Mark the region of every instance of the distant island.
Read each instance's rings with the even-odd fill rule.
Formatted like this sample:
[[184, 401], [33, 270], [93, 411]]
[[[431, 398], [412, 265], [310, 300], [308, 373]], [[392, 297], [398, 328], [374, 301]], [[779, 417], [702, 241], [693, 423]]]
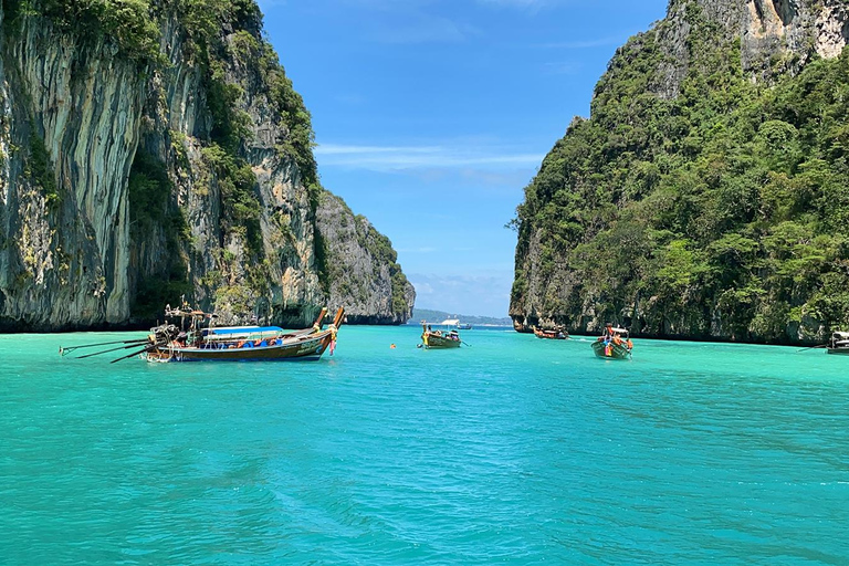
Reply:
[[469, 314], [453, 314], [444, 311], [431, 311], [428, 308], [413, 308], [412, 318], [407, 324], [419, 324], [421, 321], [429, 323], [439, 323], [448, 318], [457, 318], [463, 324], [483, 325], [483, 326], [513, 326], [513, 321], [504, 316], [497, 318], [494, 316], [473, 316]]

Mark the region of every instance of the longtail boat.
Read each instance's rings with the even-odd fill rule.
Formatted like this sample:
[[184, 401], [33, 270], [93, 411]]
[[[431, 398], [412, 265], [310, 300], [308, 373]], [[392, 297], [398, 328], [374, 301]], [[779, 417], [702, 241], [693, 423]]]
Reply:
[[534, 336], [536, 336], [537, 338], [548, 338], [552, 340], [565, 340], [565, 339], [568, 339], [569, 333], [567, 333], [562, 328], [546, 331], [546, 329], [537, 328], [536, 326], [534, 326]]
[[605, 333], [593, 343], [593, 352], [600, 358], [628, 359], [632, 349], [628, 331], [614, 328], [611, 324], [606, 325]]
[[433, 331], [431, 325], [421, 322], [421, 344], [419, 347], [430, 348], [459, 348], [463, 340], [457, 331]]
[[327, 349], [333, 355], [345, 314], [340, 307], [333, 324], [323, 329], [326, 312], [322, 310], [312, 328], [287, 333], [276, 326], [200, 328], [200, 322], [210, 315], [195, 311], [188, 313], [192, 317], [189, 332], [180, 332], [174, 324], [151, 328], [142, 354], [148, 361], [315, 360]]
[[849, 354], [849, 332], [832, 332], [826, 345], [826, 354]]

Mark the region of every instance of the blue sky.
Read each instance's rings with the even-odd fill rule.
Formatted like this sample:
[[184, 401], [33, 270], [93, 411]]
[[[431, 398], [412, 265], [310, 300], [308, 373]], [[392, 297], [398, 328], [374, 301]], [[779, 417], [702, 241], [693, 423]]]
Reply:
[[617, 46], [667, 0], [260, 0], [322, 184], [389, 237], [416, 305], [506, 316], [504, 228]]

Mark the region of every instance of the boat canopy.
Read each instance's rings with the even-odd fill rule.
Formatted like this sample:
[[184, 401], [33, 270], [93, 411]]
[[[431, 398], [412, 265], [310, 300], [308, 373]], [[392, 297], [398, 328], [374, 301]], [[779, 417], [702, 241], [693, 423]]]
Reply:
[[203, 336], [208, 339], [233, 339], [242, 336], [253, 335], [277, 335], [282, 334], [283, 328], [280, 326], [222, 326], [220, 328], [205, 328]]
[[208, 328], [210, 334], [241, 334], [241, 333], [256, 333], [256, 332], [283, 332], [280, 326], [220, 326], [217, 328]]

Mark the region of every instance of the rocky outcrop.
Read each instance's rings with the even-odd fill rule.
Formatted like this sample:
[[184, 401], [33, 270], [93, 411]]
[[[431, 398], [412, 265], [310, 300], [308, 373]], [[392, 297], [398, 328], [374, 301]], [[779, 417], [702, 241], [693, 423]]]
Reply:
[[326, 247], [331, 304], [346, 305], [347, 318], [354, 324], [405, 324], [410, 319], [416, 290], [396, 263], [385, 235], [329, 192], [322, 196], [317, 229]]
[[830, 196], [847, 174], [848, 42], [841, 0], [672, 0], [617, 51], [590, 117], [525, 189], [516, 331], [612, 321], [637, 336], [799, 344], [849, 323]]
[[256, 6], [209, 3], [150, 2], [153, 51], [0, 4], [0, 331], [146, 326], [180, 295], [285, 326], [327, 304], [310, 115]]
[[[686, 12], [694, 6], [719, 32], [717, 42], [740, 41], [742, 70], [753, 81], [796, 73], [814, 55], [835, 57], [849, 41], [849, 9], [842, 0], [673, 0], [657, 27], [658, 43], [669, 54], [653, 82], [654, 92], [662, 96], [678, 96], [693, 64]], [[638, 35], [632, 42], [641, 40]]]

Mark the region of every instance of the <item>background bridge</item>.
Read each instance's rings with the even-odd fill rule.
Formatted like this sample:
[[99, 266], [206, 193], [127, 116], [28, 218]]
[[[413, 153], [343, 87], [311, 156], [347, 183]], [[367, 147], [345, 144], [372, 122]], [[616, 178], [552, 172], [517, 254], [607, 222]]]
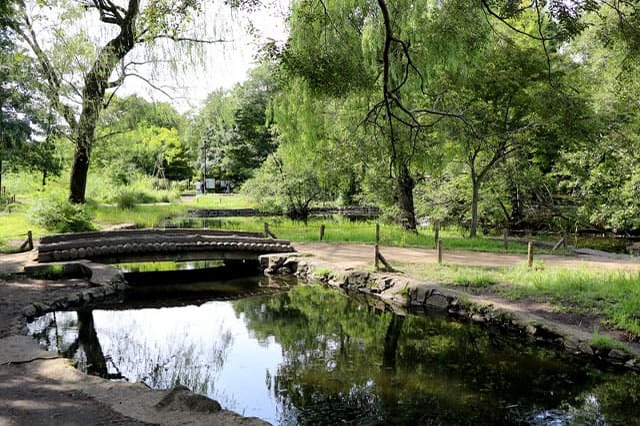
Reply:
[[131, 229], [82, 232], [40, 239], [38, 262], [88, 259], [102, 263], [251, 260], [294, 251], [287, 240], [257, 232], [211, 229]]

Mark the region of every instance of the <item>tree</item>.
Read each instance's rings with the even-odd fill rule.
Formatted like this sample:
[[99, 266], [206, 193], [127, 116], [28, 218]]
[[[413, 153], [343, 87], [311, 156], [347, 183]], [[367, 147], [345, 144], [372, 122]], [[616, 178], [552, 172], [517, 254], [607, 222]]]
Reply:
[[185, 119], [168, 103], [114, 97], [96, 130], [94, 161], [120, 184], [135, 172], [188, 179], [193, 168], [184, 127]]
[[191, 125], [190, 139], [192, 149], [200, 152], [199, 168], [206, 163], [208, 175], [241, 185], [275, 151], [271, 102], [278, 88], [273, 71], [272, 65], [262, 64], [245, 82], [207, 98]]
[[[135, 68], [135, 61], [127, 58], [139, 45], [151, 49], [162, 40], [198, 41], [187, 30], [199, 5], [198, 0], [153, 0], [144, 5], [140, 0], [63, 1], [45, 12], [39, 4], [20, 3], [16, 34], [37, 58], [45, 82], [44, 93], [68, 126], [75, 145], [70, 201], [85, 201], [98, 119], [108, 104], [107, 92], [117, 88]], [[92, 39], [80, 25], [83, 20], [104, 30], [92, 31], [93, 34], [108, 35]], [[45, 29], [50, 32], [42, 36]], [[43, 40], [51, 46], [43, 44]]]
[[0, 5], [0, 188], [3, 162], [13, 169], [36, 168], [59, 174], [53, 140], [58, 129], [34, 76], [34, 63], [15, 43], [16, 15], [12, 2]]
[[445, 124], [454, 129], [450, 145], [457, 145], [456, 157], [471, 180], [471, 237], [478, 229], [480, 188], [491, 174], [516, 154], [525, 164], [541, 153], [557, 155], [572, 140], [587, 136], [584, 123], [589, 118], [584, 100], [568, 91], [557, 54], [550, 56], [553, 85], [544, 53], [522, 40], [497, 39], [482, 56], [452, 93], [453, 102], [464, 110], [464, 121]]

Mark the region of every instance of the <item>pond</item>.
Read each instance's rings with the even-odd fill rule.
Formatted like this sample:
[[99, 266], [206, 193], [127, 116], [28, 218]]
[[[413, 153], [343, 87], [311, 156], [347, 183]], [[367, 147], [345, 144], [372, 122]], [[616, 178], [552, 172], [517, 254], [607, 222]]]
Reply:
[[265, 279], [196, 283], [235, 300], [174, 306], [136, 290], [123, 304], [50, 313], [29, 328], [89, 373], [155, 389], [181, 383], [273, 424], [638, 424], [635, 373], [445, 316], [398, 316], [320, 285], [283, 291]]

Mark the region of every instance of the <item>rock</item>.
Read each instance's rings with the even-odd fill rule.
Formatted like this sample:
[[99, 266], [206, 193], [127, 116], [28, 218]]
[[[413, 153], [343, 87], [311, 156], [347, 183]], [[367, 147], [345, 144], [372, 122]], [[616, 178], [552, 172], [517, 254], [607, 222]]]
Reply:
[[625, 351], [614, 348], [609, 351], [607, 358], [614, 362], [624, 363], [630, 358], [630, 356]]
[[578, 350], [585, 355], [593, 356], [593, 348], [587, 342], [578, 343]]
[[158, 411], [197, 411], [214, 413], [222, 410], [217, 401], [194, 394], [186, 386], [178, 385], [155, 405]]

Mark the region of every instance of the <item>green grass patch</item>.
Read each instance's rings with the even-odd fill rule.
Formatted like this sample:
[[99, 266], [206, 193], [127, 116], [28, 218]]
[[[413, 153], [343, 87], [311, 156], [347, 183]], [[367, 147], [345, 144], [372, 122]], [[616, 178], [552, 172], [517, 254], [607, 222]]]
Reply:
[[621, 351], [627, 351], [627, 348], [622, 343], [611, 337], [603, 336], [598, 329], [593, 331], [590, 344], [598, 349], [619, 349]]
[[[408, 276], [444, 285], [484, 288], [512, 299], [549, 302], [558, 312], [592, 314], [608, 325], [640, 337], [640, 272], [547, 267], [525, 263], [495, 269], [457, 265], [398, 265]], [[500, 286], [496, 284], [500, 283]]]

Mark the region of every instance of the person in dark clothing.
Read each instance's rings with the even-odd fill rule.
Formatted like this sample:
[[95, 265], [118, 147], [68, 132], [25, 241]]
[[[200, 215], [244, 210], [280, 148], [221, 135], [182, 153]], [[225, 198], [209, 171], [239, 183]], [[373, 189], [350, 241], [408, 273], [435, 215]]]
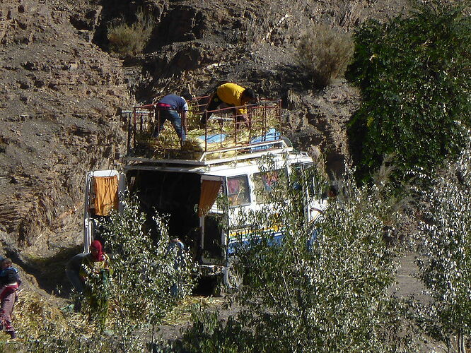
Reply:
[[[185, 100], [191, 100], [190, 94], [185, 92], [182, 96], [167, 95], [157, 102], [157, 125], [152, 137], [158, 138], [163, 128], [163, 124], [168, 120], [178, 135], [180, 142], [182, 145], [186, 139], [187, 113], [188, 104]], [[181, 114], [181, 116], [180, 114]]]
[[18, 270], [12, 266], [10, 258], [1, 261], [0, 272], [0, 324], [1, 328], [8, 333], [11, 338], [16, 338], [16, 331], [12, 324], [12, 313], [18, 299], [18, 289], [21, 281]]
[[83, 287], [83, 282], [80, 278], [79, 273], [83, 258], [86, 256], [87, 254], [85, 253], [78, 253], [73, 256], [66, 265], [66, 275], [78, 294], [74, 304], [74, 310], [75, 311], [80, 311], [82, 304], [85, 288]]

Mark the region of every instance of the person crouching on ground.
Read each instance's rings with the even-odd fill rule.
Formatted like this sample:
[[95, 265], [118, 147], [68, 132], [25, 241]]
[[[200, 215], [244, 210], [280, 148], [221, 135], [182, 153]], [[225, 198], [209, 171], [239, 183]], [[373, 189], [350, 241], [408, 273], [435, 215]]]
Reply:
[[[221, 85], [209, 98], [208, 104], [201, 117], [200, 125], [205, 126], [208, 119], [213, 114], [211, 111], [217, 109], [222, 103], [226, 103], [229, 107], [240, 107], [255, 102], [257, 102], [257, 95], [255, 91], [251, 88], [244, 88], [236, 83], [230, 83]], [[234, 114], [238, 126], [243, 123], [245, 126], [249, 127], [250, 121], [245, 108], [237, 108], [235, 109]]]
[[10, 258], [4, 258], [1, 261], [0, 282], [1, 282], [0, 324], [11, 338], [16, 338], [16, 332], [12, 324], [11, 316], [18, 298], [18, 288], [21, 284], [21, 281], [18, 275], [18, 270], [12, 267]]
[[[186, 139], [187, 113], [188, 104], [187, 100], [191, 100], [190, 93], [182, 93], [181, 96], [177, 95], [167, 95], [157, 102], [157, 124], [152, 133], [152, 137], [158, 138], [158, 135], [163, 128], [163, 124], [168, 120], [178, 135], [181, 145], [185, 143]], [[180, 116], [180, 114], [182, 114]]]
[[101, 243], [94, 240], [90, 244], [90, 253], [83, 258], [80, 277], [83, 282], [85, 295], [90, 302], [91, 316], [104, 325], [108, 312], [110, 276], [112, 275], [110, 257], [103, 252]]

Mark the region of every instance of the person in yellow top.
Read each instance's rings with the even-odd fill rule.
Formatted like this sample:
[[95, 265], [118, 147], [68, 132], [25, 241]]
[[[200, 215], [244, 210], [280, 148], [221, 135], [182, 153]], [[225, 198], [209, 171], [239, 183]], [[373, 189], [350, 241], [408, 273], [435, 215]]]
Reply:
[[229, 107], [238, 107], [234, 109], [234, 116], [238, 122], [243, 122], [248, 127], [249, 119], [247, 109], [241, 107], [248, 103], [257, 101], [255, 92], [251, 88], [244, 88], [236, 83], [224, 83], [217, 88], [216, 92], [209, 97], [206, 109], [201, 118], [201, 125], [204, 126], [208, 119], [212, 114], [211, 110], [216, 109], [222, 103]]

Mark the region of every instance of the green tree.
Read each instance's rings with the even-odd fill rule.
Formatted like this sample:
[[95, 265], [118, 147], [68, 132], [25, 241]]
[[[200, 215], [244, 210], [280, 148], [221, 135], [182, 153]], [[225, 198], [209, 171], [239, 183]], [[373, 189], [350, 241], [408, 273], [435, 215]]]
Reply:
[[186, 251], [169, 247], [163, 216], [153, 222], [155, 239], [146, 231], [148, 217], [129, 197], [122, 212], [101, 223], [114, 271], [107, 284], [95, 285], [93, 290], [103, 292], [109, 301], [107, 318], [103, 318], [107, 320], [88, 321], [79, 313], [71, 314], [78, 317], [69, 316], [67, 325], [62, 325], [43, 316], [40, 335], [28, 333], [28, 352], [127, 353], [151, 347], [146, 342], [149, 332], [152, 344], [156, 325], [190, 292], [196, 270]]
[[463, 146], [471, 122], [471, 18], [460, 5], [424, 1], [407, 17], [365, 23], [354, 34], [348, 78], [364, 102], [349, 138], [359, 176], [394, 155], [396, 177], [431, 170]]
[[112, 254], [111, 297], [117, 323], [153, 328], [192, 289], [195, 268], [187, 251], [171, 247], [163, 216], [153, 220], [158, 231], [152, 239], [146, 229], [148, 216], [133, 197], [123, 210], [103, 223], [105, 246]]
[[448, 161], [421, 193], [419, 277], [433, 301], [423, 321], [428, 332], [450, 346], [471, 334], [471, 145]]
[[[281, 174], [279, 174], [281, 175]], [[310, 177], [291, 174], [260, 211], [241, 215], [245, 226], [235, 270], [243, 283], [233, 299], [243, 310], [227, 323], [199, 312], [183, 337], [190, 352], [411, 352], [401, 335], [395, 282], [397, 251], [385, 235], [396, 222], [384, 189], [345, 183], [323, 219], [306, 222]], [[385, 227], [385, 226], [388, 227]], [[317, 239], [312, 239], [313, 227]], [[282, 229], [281, 243], [269, 229]]]

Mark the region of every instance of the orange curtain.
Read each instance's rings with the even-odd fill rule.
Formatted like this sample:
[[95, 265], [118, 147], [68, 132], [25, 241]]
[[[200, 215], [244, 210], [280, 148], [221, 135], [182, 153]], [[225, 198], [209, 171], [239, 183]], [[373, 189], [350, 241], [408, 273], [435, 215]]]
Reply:
[[206, 215], [213, 205], [216, 198], [218, 197], [221, 184], [220, 180], [203, 180], [203, 182], [201, 183], [198, 217]]
[[106, 216], [112, 210], [117, 210], [118, 180], [115, 176], [95, 176], [95, 214]]

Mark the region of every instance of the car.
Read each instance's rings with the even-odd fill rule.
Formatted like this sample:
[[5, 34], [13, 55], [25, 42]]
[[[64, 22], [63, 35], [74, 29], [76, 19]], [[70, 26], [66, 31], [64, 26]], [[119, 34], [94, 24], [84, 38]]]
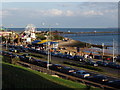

**WHAT NEEDS TO BE DONE:** Swap "longtail boat" for "long-tail boat" in the material, starting with its first line and going on through the line with "316], [504, 228]]", and give those lines again with nothing else changed and the pictures left out.

**ANSWER FOR THE TASK:**
Mark the region of every instance of the distant island.
Read each instance's rings with the even-odd fill rule.
Formatted like this sample:
[[184, 401], [33, 270], [93, 411]]
[[[431, 398], [412, 265], [310, 300], [308, 373]], [[392, 297], [398, 328], [374, 301]], [[779, 417], [702, 241], [693, 423]]]
Reply:
[[469, 314], [453, 314], [444, 311], [431, 311], [428, 308], [413, 308], [412, 318], [407, 324], [419, 324], [421, 321], [429, 323], [439, 323], [448, 318], [457, 318], [463, 324], [483, 325], [483, 326], [513, 326], [513, 321], [504, 316], [497, 318], [494, 316], [473, 316]]

Mark the region of every instance of the long-tail boat.
Read each instance's rings with the even-odd fill rule.
Formatted like this sample:
[[184, 401], [33, 270], [93, 411]]
[[[431, 398], [412, 265], [310, 300], [308, 373]], [[392, 297], [398, 328], [374, 301]], [[779, 417], [702, 241], [693, 423]]]
Reply:
[[534, 336], [536, 336], [537, 338], [548, 338], [552, 340], [565, 340], [565, 339], [568, 339], [569, 333], [567, 333], [562, 328], [546, 331], [546, 329], [537, 328], [536, 326], [534, 326]]
[[605, 333], [593, 343], [593, 352], [600, 358], [628, 359], [632, 349], [628, 331], [614, 328], [611, 324], [606, 325]]
[[433, 331], [431, 325], [421, 322], [421, 344], [419, 347], [430, 348], [459, 348], [463, 340], [457, 331]]
[[327, 349], [333, 355], [345, 314], [340, 307], [333, 324], [323, 329], [326, 312], [322, 310], [312, 328], [287, 333], [276, 326], [200, 328], [200, 322], [210, 315], [195, 311], [188, 313], [192, 317], [189, 332], [180, 332], [174, 324], [151, 328], [142, 354], [148, 361], [315, 360]]
[[849, 354], [849, 332], [832, 332], [826, 345], [826, 354]]

Mark the region of every instance of the blue sky.
Read each instance's rings with the even-odd fill rule.
Formatted like this sample:
[[184, 401], [33, 270], [93, 411]]
[[[431, 398], [412, 265], [310, 300], [308, 373]], [[392, 297], [398, 328], [374, 301]], [[779, 417], [702, 241], [693, 423]]]
Reply:
[[617, 46], [667, 0], [260, 0], [322, 184], [389, 237], [416, 305], [506, 316], [504, 228]]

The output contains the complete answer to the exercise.